[What you need to do] Give the stretch of the entries from their start through the line containing "paths: evenodd" as a Markdown table with the columns Row and Line. Number each line in the Row column, skip any blank lines, and include nothing else.

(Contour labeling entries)

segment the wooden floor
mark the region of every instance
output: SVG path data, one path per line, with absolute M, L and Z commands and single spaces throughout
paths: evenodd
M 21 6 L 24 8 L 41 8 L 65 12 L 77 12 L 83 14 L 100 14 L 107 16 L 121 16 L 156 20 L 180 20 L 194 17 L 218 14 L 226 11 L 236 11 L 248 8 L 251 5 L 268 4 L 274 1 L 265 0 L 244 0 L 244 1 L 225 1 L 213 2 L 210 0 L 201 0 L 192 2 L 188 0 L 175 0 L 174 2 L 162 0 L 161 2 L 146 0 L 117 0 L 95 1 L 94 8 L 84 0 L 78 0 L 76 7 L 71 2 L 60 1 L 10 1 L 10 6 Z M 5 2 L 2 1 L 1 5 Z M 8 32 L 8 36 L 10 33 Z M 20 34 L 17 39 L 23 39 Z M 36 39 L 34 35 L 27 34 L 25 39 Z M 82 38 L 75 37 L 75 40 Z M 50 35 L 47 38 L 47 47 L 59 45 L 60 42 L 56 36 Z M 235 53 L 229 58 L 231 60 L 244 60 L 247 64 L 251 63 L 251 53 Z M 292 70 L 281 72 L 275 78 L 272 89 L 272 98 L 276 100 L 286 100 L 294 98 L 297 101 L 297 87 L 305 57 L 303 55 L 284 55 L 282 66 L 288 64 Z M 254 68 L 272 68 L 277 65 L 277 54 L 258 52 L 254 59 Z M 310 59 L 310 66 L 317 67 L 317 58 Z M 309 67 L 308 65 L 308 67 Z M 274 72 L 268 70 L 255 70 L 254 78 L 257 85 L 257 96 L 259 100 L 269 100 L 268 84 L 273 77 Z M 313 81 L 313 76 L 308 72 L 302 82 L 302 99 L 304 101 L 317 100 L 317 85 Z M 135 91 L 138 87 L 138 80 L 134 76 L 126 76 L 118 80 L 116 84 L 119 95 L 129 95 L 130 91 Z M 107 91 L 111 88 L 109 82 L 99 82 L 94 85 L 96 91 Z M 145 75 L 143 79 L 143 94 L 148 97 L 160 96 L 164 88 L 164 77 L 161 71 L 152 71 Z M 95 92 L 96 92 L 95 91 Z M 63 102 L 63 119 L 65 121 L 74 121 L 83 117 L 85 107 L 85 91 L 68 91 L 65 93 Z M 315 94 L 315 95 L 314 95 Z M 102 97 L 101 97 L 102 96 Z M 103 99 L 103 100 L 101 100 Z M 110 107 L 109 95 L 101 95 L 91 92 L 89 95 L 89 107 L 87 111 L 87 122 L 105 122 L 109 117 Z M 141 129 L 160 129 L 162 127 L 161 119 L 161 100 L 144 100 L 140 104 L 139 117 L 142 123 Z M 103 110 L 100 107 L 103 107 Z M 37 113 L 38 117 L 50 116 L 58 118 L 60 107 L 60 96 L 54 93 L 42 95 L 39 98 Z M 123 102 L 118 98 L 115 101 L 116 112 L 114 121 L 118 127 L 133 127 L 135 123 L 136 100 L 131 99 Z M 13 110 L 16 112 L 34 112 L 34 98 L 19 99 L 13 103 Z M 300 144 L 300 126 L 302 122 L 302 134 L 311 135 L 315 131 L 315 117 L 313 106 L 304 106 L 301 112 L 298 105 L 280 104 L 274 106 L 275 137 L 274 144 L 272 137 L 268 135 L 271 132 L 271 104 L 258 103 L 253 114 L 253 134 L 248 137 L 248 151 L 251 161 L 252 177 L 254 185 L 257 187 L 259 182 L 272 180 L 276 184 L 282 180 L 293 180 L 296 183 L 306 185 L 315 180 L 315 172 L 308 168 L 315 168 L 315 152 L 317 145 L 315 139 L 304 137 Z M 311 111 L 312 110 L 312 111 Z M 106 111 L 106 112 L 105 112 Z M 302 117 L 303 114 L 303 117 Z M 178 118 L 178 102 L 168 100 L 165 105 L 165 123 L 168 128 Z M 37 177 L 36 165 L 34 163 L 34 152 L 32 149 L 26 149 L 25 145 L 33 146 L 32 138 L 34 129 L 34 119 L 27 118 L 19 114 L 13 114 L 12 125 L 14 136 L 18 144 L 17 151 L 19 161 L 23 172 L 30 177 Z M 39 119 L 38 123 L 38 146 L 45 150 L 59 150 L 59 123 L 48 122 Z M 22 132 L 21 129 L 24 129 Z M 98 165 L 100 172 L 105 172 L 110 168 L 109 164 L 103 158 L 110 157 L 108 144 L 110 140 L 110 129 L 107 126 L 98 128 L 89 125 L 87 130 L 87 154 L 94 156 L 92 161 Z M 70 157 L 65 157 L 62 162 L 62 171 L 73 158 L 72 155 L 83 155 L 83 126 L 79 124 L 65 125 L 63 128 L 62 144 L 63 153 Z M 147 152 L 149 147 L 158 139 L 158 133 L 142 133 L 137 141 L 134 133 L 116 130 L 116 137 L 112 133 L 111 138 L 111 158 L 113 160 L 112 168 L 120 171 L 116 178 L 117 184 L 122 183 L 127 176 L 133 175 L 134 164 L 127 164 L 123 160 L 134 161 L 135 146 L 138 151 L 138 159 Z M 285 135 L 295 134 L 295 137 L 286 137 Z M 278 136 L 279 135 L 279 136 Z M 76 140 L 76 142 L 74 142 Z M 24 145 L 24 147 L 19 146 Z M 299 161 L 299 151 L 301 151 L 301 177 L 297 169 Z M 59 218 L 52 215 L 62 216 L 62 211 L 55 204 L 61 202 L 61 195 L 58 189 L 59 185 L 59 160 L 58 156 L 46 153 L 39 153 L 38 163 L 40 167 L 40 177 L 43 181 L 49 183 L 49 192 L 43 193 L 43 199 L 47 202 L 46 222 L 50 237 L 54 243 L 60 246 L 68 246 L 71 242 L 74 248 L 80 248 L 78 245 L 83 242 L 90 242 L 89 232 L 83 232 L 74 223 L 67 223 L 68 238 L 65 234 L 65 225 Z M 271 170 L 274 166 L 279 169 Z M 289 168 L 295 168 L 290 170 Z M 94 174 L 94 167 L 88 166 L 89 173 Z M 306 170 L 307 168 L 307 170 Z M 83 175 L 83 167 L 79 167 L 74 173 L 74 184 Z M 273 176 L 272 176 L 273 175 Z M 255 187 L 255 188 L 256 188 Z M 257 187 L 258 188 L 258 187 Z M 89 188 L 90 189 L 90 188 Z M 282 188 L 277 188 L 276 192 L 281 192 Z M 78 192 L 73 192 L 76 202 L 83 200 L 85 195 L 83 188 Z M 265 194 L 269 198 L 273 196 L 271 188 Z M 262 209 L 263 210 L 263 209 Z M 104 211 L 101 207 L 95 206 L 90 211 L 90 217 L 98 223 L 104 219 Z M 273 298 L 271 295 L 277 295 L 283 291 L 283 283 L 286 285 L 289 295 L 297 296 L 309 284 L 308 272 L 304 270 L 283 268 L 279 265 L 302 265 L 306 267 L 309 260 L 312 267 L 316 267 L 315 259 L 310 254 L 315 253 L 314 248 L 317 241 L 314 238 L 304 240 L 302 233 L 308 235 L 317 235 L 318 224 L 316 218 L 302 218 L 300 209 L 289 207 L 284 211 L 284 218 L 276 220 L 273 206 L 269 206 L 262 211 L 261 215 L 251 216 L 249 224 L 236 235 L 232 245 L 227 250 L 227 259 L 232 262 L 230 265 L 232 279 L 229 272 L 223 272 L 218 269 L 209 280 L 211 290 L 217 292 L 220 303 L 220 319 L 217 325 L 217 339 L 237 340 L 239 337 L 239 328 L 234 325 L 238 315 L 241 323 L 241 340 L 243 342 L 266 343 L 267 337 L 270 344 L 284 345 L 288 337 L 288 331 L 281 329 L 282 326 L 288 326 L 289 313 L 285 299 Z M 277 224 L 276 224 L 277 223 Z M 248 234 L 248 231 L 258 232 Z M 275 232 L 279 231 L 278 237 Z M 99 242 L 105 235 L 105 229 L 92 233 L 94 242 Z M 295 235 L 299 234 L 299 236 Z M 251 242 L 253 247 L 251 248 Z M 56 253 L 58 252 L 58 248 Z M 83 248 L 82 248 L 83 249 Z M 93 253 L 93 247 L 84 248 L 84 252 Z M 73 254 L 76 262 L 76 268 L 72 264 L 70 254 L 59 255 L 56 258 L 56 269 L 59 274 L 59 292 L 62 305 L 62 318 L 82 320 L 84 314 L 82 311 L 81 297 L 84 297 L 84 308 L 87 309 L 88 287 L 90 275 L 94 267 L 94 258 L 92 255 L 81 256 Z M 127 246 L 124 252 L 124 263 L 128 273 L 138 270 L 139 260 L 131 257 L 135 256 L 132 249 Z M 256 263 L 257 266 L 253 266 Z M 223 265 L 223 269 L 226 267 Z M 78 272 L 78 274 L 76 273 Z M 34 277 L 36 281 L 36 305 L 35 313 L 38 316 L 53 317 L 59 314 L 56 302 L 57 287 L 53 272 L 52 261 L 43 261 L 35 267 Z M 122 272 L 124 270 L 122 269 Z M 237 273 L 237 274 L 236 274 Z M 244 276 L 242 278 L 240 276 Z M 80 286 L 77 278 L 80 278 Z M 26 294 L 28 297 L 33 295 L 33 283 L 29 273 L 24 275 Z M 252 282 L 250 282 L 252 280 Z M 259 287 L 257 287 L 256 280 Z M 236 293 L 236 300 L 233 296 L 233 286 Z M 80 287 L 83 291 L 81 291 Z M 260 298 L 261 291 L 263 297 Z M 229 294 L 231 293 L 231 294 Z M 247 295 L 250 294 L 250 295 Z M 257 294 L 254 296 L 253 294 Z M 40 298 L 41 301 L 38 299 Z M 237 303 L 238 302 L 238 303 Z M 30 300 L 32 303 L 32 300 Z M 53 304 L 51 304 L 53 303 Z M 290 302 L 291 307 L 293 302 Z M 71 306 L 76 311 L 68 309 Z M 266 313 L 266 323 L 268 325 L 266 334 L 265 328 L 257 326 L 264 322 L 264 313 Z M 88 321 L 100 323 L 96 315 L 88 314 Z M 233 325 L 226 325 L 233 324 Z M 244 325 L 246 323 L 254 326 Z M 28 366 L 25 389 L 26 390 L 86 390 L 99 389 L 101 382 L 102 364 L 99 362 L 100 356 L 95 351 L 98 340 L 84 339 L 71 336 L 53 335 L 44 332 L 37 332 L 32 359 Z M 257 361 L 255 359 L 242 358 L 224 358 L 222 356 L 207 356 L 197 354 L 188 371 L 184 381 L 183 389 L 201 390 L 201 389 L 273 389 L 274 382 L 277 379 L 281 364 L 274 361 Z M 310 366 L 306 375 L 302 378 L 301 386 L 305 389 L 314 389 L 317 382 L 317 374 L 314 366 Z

[Task solution]
| Row | Line |
|---|---|
| 1 | segment the wooden floor |
| 2 | mark the region of every instance |
| 3 | output: SVG path data, one path per line, with absolute M, L and Z commands and single spaces throughout |
| 4 | paths: evenodd |